-- Start of Stored data --

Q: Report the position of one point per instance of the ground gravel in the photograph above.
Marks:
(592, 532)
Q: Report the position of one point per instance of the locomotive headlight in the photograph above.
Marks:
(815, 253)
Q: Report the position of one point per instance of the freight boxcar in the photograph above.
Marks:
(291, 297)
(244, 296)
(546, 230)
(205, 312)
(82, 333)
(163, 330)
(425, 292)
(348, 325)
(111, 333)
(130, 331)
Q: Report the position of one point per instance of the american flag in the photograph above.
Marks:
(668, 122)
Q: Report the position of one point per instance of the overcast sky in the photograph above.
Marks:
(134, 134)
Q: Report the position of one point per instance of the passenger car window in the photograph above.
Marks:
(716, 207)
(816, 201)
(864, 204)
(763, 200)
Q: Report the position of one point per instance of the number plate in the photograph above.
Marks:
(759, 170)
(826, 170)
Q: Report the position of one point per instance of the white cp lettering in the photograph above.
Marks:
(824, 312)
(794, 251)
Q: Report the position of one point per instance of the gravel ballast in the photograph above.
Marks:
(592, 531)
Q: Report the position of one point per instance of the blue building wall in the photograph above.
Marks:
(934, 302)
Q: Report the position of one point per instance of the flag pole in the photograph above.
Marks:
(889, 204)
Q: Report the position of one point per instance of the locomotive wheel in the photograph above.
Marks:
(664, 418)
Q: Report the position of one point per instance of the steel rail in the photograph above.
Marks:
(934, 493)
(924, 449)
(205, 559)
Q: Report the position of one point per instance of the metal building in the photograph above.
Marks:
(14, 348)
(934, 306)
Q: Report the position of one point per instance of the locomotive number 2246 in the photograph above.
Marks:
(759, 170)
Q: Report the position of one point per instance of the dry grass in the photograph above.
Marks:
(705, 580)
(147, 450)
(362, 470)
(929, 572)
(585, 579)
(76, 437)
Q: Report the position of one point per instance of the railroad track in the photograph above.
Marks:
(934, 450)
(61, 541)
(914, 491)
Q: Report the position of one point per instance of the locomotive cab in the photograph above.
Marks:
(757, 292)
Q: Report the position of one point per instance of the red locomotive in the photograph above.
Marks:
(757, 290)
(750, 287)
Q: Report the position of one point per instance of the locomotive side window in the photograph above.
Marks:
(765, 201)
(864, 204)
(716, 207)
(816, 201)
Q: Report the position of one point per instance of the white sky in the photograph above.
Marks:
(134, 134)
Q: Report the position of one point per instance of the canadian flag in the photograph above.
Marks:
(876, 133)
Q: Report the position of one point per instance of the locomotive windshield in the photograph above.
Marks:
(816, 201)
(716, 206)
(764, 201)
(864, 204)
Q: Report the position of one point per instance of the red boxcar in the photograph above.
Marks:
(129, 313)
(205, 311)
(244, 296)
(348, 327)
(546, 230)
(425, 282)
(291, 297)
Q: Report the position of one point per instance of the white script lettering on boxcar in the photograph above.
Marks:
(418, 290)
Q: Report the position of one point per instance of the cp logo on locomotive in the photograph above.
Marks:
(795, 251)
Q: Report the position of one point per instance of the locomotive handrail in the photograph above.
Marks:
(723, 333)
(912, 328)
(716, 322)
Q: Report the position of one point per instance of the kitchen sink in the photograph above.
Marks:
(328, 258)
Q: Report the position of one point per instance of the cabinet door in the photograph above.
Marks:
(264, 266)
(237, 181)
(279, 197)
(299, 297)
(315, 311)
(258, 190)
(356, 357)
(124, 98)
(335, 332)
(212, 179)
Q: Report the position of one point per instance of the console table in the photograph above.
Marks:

-- End of Stored data --

Work instructions ▸
Extract each line of the listing above, copying it word for word.

Correct response ▸
Q: Report the position of one point per instance of the ground gravel in the photograph above.
Marks:
(592, 532)
Q: Report the position of one point per instance of the locomotive headlight in the photograph above.
Marks:
(815, 253)
Q: Report the position of one point per instance of the freight boxcar in the photograph above.
Marks:
(291, 297)
(244, 296)
(546, 230)
(205, 312)
(82, 333)
(163, 330)
(425, 292)
(348, 325)
(111, 333)
(130, 331)
Q: Report the position of one point per instance of the american flag in the photograph above.
Marks:
(668, 122)
Q: Report the position of one point per instance of the overcast sky in the photograph above.
Marks:
(134, 134)
Q: Report the position of one point per instance of the passenger car window in the photograph above.
Marks:
(716, 207)
(816, 201)
(864, 204)
(763, 200)
Q: Report the position of one point per instance of the number plate in the photograph above.
Marks:
(759, 170)
(826, 170)
Q: Report the position of one point per instance of the white cp lettering in the photograph above.
Marks:
(824, 312)
(794, 251)
Q: Report the position of one point per instance of the gravel ballast in the photograph above.
Marks:
(592, 531)
Q: Report the position of one point per instance of the blue building wall in the photograph above.
Marks:
(934, 302)
Q: Report the position of one point per instance of the flag pole in the photograph above.
Marks:
(889, 204)
Q: Report the position of one point per instance of the locomotive wheel in the photograph above.
Marks:
(664, 418)
Q: Report the position of one point per instance of the steel rail in the photograph above.
Marks:
(934, 493)
(924, 449)
(205, 559)
Q: Report the position of one point per instance of the metal building in the photograph above.
Marks:
(14, 348)
(934, 306)
Q: Report the position of one point per instance of the locomotive number 2246 in the photograph above.
Marks:
(759, 170)
Q: Report the position of one point per instance of the dry grass in the photograph above.
Marks:
(705, 580)
(147, 450)
(362, 470)
(929, 572)
(585, 579)
(76, 437)
Q: Report the position of one point per instance of the railroad track in the photograph above.
Marks:
(934, 450)
(61, 541)
(914, 491)
Q: Report the position of one point per instance of the locomotive cab in the photograph above.
Marks:
(757, 292)
Q: Report the position of one point per instance of the red locomotive in the photograph above.
Marks:
(757, 290)
(750, 287)
Q: Report the position of one point per instance of the locomotive side window in the photograph above.
Marks:
(765, 201)
(864, 204)
(716, 207)
(816, 201)
Q: Report the position of one point per instance of the white sky in the photograph above.
Marks:
(134, 134)
Q: Report the position of one point per instance of the canadian flag in the photograph above.
Marks:
(876, 133)
Q: Report the position of one point per instance of the locomotive windshield in the photograph above.
Marks:
(816, 201)
(716, 206)
(764, 201)
(864, 204)
Q: Report the position of one point per instance of the red boxcar in the photograph above.
Marks:
(129, 313)
(205, 311)
(244, 296)
(348, 327)
(546, 230)
(425, 282)
(291, 297)
Q: Report the position of one point per instance of the white script lettering on boxcar in the photograph above.
Marks:
(418, 290)
Q: Report the position of one point per instance of the cp logo on locomotive in the photograph above.
Marks:
(795, 251)
Q: Report the position of one point per instance of the locomotive handrail in the photograph above.
Marks:
(723, 333)
(912, 328)
(716, 322)
Q: Report the position of one point per instance of the kitchen sink in the photograph above.
Marks:
(328, 258)
Q: Report the position of one point per instance of the cabinet door in the photograph above.
Marks:
(264, 266)
(237, 181)
(279, 197)
(299, 297)
(315, 311)
(258, 190)
(356, 357)
(124, 98)
(335, 332)
(212, 179)
Q: Report the position of one point per instance of the console table in the photograph above.
Marks:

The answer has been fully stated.